======== Material supplied

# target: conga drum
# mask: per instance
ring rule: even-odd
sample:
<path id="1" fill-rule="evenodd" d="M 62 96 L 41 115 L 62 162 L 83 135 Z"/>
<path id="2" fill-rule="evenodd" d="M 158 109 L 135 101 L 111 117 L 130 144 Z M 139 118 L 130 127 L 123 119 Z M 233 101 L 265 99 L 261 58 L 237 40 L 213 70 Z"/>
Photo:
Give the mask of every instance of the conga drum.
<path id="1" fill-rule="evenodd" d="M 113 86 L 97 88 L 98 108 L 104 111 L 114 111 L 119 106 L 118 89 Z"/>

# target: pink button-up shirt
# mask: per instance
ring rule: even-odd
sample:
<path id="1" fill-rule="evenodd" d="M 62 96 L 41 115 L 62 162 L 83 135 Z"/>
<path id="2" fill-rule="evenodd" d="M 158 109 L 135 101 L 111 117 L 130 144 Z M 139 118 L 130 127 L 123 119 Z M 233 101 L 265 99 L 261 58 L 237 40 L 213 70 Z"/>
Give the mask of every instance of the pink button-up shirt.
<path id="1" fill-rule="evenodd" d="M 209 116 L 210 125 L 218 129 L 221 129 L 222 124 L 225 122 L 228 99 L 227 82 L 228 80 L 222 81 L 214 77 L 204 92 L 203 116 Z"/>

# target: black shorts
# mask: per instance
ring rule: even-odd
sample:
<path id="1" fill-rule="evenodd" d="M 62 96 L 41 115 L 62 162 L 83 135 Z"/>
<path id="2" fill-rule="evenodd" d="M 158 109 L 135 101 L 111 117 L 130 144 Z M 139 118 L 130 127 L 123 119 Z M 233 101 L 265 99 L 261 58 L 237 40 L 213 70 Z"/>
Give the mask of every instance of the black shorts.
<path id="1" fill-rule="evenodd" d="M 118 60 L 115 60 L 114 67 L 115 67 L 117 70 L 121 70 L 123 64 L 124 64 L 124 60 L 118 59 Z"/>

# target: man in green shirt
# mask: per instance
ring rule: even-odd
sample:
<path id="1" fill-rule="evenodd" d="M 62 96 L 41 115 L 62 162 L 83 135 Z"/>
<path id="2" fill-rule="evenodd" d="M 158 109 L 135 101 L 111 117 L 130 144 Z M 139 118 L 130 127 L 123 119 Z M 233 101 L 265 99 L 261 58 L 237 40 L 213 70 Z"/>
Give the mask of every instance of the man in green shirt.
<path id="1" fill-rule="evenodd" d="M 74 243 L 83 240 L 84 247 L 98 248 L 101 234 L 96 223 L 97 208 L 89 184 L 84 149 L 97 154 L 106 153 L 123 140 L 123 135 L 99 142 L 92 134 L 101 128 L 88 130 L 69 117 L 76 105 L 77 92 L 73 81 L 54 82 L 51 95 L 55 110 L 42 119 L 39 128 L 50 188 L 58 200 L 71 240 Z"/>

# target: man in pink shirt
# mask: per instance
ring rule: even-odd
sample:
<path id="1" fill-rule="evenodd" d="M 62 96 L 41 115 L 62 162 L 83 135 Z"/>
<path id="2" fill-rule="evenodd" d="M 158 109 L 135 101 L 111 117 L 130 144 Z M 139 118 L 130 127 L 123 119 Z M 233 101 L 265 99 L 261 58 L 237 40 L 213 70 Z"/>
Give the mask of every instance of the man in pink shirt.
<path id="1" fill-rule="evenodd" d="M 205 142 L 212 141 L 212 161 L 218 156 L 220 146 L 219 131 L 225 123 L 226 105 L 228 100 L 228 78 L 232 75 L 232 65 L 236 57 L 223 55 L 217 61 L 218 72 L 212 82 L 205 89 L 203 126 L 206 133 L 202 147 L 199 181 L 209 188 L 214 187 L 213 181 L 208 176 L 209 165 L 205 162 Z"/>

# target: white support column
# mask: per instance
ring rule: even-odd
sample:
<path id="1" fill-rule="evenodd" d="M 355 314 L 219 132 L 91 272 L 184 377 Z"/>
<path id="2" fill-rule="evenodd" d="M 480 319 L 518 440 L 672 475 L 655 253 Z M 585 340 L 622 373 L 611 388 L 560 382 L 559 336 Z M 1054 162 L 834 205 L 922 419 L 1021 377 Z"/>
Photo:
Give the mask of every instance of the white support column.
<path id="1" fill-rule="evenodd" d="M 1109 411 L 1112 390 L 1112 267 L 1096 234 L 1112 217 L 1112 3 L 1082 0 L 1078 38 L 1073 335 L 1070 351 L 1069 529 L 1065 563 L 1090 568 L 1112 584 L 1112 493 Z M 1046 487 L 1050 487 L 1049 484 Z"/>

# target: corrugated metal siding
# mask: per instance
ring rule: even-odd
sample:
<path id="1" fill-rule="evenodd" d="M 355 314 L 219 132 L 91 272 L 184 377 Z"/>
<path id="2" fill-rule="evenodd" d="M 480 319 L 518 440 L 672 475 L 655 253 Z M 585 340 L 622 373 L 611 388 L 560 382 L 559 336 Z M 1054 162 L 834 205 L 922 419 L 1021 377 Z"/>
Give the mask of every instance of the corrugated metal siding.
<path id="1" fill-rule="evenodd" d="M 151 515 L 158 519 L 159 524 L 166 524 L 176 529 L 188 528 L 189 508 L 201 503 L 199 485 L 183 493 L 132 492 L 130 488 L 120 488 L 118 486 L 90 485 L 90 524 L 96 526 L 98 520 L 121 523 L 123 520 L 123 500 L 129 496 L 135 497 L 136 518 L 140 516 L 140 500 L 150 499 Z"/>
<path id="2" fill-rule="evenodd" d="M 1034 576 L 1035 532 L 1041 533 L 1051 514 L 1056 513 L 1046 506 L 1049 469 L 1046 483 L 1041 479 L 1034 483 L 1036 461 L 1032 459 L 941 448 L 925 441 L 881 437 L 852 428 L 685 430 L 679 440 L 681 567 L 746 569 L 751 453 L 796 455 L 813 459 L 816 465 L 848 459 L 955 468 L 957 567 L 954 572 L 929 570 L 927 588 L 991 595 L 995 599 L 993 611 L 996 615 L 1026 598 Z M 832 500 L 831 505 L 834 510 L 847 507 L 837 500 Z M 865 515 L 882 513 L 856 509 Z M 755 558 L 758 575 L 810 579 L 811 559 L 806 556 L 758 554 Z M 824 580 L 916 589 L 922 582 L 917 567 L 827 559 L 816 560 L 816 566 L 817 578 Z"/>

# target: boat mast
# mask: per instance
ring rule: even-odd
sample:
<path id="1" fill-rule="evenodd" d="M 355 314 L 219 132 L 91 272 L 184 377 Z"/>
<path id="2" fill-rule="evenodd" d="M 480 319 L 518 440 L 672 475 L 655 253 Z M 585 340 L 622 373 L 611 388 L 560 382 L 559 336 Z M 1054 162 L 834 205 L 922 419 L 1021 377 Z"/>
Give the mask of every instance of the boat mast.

================

:: Written instruction ::
Rewrite every line of the listing above as a numbered list, leaving out the blank lines.

:: The reply ::
1. # target: conga drum
2. # mask: per instance
3. ring rule: even-odd
4. sample:
5. <path id="1" fill-rule="evenodd" d="M 62 96 L 41 115 L 62 162 L 83 135 Z"/>
6. <path id="2" fill-rule="evenodd" d="M 158 109 L 135 101 L 111 117 L 130 144 Z M 139 118 L 130 127 L 123 119 Z M 233 101 L 265 99 L 261 58 L 237 40 L 213 70 Z"/>
7. Photo:
8. Give the mask of every instance of the conga drum.
9. <path id="1" fill-rule="evenodd" d="M 113 86 L 97 88 L 98 108 L 104 111 L 114 111 L 119 106 L 118 89 Z"/>
10. # target: pink button-up shirt
11. # mask: per instance
12. ring rule: even-odd
13. sample:
14. <path id="1" fill-rule="evenodd" d="M 62 96 L 41 115 L 62 162 L 83 135 Z"/>
15. <path id="2" fill-rule="evenodd" d="M 158 109 L 135 101 L 111 117 L 130 144 Z M 139 118 L 130 127 L 123 119 Z M 233 101 L 265 99 L 261 58 L 237 40 L 213 70 Z"/>
16. Give the mask of every instance of the pink button-up shirt.
17. <path id="1" fill-rule="evenodd" d="M 209 116 L 210 125 L 218 129 L 221 129 L 222 124 L 225 122 L 228 99 L 227 82 L 228 80 L 222 81 L 214 77 L 204 92 L 203 116 Z"/>
18. # target: black shorts
19. # mask: per instance
20. ring rule: even-odd
21. sample:
22. <path id="1" fill-rule="evenodd" d="M 62 96 L 41 115 L 62 162 L 83 135 Z"/>
23. <path id="2" fill-rule="evenodd" d="M 158 109 L 135 101 L 111 117 L 130 144 Z M 139 118 L 130 127 L 123 119 Z M 233 101 L 265 99 L 261 58 L 237 40 L 213 70 Z"/>
24. Give the mask of every instance of the black shorts.
25. <path id="1" fill-rule="evenodd" d="M 118 60 L 115 60 L 114 67 L 115 67 L 117 70 L 121 70 L 123 64 L 124 64 L 124 60 L 118 59 Z"/>
26. # target: man in green shirt
27. # mask: per instance
28. ring rule: even-odd
29. sample:
30. <path id="1" fill-rule="evenodd" d="M 62 96 L 41 115 L 62 162 L 83 135 Z"/>
31. <path id="2" fill-rule="evenodd" d="M 158 109 L 135 101 L 111 117 L 130 144 Z M 139 118 L 130 127 L 123 119 Z M 233 101 L 265 99 L 261 58 L 237 40 L 213 70 Z"/>
32. Give the mask of every instance of the man in green shirt.
33. <path id="1" fill-rule="evenodd" d="M 74 243 L 83 240 L 84 247 L 98 248 L 101 234 L 96 223 L 97 208 L 89 184 L 84 149 L 97 154 L 106 153 L 123 140 L 123 135 L 99 142 L 92 134 L 101 128 L 88 130 L 69 117 L 76 105 L 77 92 L 73 81 L 54 82 L 51 95 L 55 110 L 42 119 L 39 128 L 50 188 L 58 200 L 71 240 Z"/>
34. # target: man in pink shirt
35. # mask: per instance
36. ring rule: even-odd
37. sample:
38. <path id="1" fill-rule="evenodd" d="M 62 96 L 41 115 L 62 162 L 83 135 Z"/>
39. <path id="2" fill-rule="evenodd" d="M 158 109 L 135 101 L 111 117 L 130 144 Z M 139 118 L 130 127 L 123 119 Z M 233 101 L 265 99 L 261 58 L 237 40 L 213 70 Z"/>
40. Give the mask of every instance of the man in pink shirt.
41. <path id="1" fill-rule="evenodd" d="M 205 142 L 212 141 L 212 161 L 218 156 L 220 146 L 219 131 L 225 123 L 226 105 L 228 100 L 228 78 L 232 75 L 232 65 L 236 57 L 223 55 L 217 61 L 218 72 L 212 82 L 205 89 L 203 126 L 206 133 L 202 147 L 199 181 L 209 188 L 214 187 L 213 181 L 208 176 L 209 165 L 205 162 Z"/>
42. # target: white support column
43. # mask: per instance
44. ring rule: even-odd
45. sample:
46. <path id="1" fill-rule="evenodd" d="M 355 314 L 219 132 L 91 272 L 184 377 Z"/>
47. <path id="2" fill-rule="evenodd" d="M 480 319 L 518 440 L 672 475 L 655 253 Z M 585 340 L 622 373 L 611 388 L 560 382 L 559 336 Z M 1054 162 L 834 205 L 922 419 L 1021 377 Z"/>
48. Photo:
49. Give the mask of every instance of the white support column.
50. <path id="1" fill-rule="evenodd" d="M 1109 411 L 1112 390 L 1112 267 L 1096 234 L 1112 217 L 1112 3 L 1082 0 L 1078 38 L 1073 335 L 1070 351 L 1069 529 L 1065 563 L 1090 568 L 1112 584 L 1112 493 Z M 1046 487 L 1050 487 L 1049 484 Z"/>
51. # target: corrugated metal siding
52. # mask: per instance
53. ring rule: even-odd
54. sample:
55. <path id="1" fill-rule="evenodd" d="M 355 314 L 219 132 L 91 272 L 184 377 Z"/>
56. <path id="2" fill-rule="evenodd" d="M 480 319 L 518 440 L 672 475 L 655 253 Z M 585 340 L 622 373 L 611 388 L 560 382 L 559 336 Z M 1054 162 L 834 205 L 922 419 L 1021 377 Z"/>
57. Give the mask of every instance of the corrugated metal siding.
58. <path id="1" fill-rule="evenodd" d="M 151 515 L 158 519 L 159 524 L 166 524 L 176 529 L 188 528 L 189 508 L 201 503 L 199 485 L 183 493 L 132 492 L 130 488 L 120 488 L 118 486 L 90 485 L 90 524 L 96 526 L 98 520 L 121 523 L 123 520 L 123 500 L 129 496 L 135 497 L 136 518 L 140 516 L 140 500 L 150 499 Z"/>
59. <path id="2" fill-rule="evenodd" d="M 1034 576 L 1035 532 L 1041 533 L 1051 514 L 1056 513 L 1046 506 L 1049 469 L 1046 483 L 1041 479 L 1034 483 L 1036 461 L 1032 459 L 941 448 L 925 441 L 881 437 L 852 428 L 685 430 L 679 440 L 681 567 L 746 569 L 751 453 L 796 455 L 813 459 L 816 465 L 848 459 L 955 468 L 957 567 L 954 572 L 929 570 L 927 588 L 991 595 L 995 599 L 993 611 L 996 615 L 1026 598 Z M 832 500 L 831 505 L 834 510 L 847 507 L 837 500 Z M 865 515 L 882 513 L 856 509 Z M 755 558 L 758 575 L 810 579 L 811 559 L 806 556 L 758 554 Z M 824 580 L 916 589 L 922 582 L 917 567 L 827 559 L 816 560 L 816 566 L 817 578 Z"/>
60. # target: boat mast
61. # mask: per instance
62. ring rule: even-odd
63. sample:
64. <path id="1" fill-rule="evenodd" d="M 355 314 L 219 132 L 91 272 L 184 377 Z"/>
65. <path id="2" fill-rule="evenodd" d="M 480 319 L 518 440 L 672 475 L 655 253 Z M 585 340 L 622 373 L 611 388 L 560 382 L 559 336 Z M 1054 162 L 834 205 L 922 419 L 1021 377 Z"/>
66. Give the mask of every instance of the boat mast.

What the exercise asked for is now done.